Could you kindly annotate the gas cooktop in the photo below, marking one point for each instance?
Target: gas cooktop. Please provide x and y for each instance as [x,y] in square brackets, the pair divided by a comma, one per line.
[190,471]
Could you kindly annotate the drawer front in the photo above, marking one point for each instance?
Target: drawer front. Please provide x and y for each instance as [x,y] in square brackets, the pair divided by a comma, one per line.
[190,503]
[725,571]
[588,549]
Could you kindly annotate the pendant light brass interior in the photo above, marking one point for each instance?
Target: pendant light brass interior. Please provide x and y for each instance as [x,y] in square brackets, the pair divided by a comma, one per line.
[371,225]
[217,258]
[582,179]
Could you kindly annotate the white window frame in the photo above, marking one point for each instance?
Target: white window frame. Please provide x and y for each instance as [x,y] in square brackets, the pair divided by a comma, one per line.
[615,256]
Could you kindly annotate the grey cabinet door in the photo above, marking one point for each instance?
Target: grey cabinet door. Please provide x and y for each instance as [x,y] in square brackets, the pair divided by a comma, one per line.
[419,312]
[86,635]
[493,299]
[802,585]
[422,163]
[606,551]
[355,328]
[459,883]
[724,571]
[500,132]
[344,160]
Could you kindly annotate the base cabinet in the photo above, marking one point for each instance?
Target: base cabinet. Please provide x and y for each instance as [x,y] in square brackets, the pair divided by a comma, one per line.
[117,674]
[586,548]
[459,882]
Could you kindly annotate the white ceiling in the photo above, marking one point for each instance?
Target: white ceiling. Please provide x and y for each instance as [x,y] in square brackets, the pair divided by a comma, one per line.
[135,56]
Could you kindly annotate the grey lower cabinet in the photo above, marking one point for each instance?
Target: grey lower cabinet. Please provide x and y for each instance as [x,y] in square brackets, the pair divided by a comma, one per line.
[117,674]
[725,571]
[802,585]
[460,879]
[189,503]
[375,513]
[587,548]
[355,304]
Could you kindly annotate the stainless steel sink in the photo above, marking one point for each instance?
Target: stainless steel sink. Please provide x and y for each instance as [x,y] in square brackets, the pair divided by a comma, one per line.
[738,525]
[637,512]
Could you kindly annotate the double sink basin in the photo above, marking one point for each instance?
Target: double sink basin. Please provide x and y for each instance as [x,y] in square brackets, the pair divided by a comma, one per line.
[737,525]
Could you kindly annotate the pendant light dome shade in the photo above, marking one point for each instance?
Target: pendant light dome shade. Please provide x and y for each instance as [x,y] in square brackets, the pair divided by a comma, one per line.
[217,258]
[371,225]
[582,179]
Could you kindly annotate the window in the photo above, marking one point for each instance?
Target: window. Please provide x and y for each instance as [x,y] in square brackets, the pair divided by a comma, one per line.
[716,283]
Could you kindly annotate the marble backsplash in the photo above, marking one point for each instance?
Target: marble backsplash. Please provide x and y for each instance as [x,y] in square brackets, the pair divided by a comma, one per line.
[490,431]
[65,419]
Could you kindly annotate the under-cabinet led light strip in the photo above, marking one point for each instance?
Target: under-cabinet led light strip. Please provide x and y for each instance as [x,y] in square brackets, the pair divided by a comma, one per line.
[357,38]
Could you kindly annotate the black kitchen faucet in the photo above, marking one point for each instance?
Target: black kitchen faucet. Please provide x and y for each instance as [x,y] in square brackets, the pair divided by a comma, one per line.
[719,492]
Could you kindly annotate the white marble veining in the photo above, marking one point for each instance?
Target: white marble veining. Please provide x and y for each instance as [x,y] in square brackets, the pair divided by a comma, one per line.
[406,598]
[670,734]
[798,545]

------

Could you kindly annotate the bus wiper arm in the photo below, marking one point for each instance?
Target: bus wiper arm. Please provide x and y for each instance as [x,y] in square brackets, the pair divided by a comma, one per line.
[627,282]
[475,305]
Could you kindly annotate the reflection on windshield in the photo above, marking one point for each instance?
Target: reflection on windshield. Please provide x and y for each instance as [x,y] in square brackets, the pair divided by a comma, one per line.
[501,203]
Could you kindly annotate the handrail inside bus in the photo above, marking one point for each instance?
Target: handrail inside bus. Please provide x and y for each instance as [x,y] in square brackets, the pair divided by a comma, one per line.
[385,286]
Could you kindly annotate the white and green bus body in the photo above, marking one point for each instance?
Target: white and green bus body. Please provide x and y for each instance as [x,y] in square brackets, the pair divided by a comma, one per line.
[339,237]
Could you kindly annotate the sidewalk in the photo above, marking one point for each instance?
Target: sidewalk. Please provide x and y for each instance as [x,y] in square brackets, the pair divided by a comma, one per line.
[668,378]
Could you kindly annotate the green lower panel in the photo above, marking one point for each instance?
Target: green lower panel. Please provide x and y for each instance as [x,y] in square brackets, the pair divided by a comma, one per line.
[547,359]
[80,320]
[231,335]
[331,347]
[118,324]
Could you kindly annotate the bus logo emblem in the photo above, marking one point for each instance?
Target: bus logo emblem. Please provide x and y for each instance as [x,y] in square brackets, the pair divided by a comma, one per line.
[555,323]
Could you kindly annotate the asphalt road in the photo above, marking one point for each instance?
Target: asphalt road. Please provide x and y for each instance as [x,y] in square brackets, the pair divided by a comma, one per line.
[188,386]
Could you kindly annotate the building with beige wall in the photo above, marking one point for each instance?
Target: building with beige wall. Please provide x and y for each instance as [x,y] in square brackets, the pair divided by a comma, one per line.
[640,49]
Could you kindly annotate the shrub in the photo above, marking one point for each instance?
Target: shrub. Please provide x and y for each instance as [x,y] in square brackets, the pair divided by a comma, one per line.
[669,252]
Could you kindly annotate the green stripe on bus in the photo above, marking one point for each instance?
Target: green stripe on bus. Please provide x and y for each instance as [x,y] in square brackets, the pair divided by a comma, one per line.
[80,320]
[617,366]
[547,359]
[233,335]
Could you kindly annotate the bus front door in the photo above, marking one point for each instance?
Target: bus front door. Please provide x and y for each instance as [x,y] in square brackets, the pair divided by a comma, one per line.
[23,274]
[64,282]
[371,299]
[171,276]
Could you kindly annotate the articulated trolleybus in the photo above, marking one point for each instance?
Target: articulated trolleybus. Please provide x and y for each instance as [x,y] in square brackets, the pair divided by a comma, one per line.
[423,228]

------

Filter the material above, keeping only the lines that contain the word "stripe" and copying each of them in full. Matches must have the same letter case.

Could you kindly annotate the green stripe on bus in the photo above, marking one point for each instance?
Target: green stripe on bus. Please provide x and y for each instance as [x,y] in square brackets, the pair divided by a comma, one per line.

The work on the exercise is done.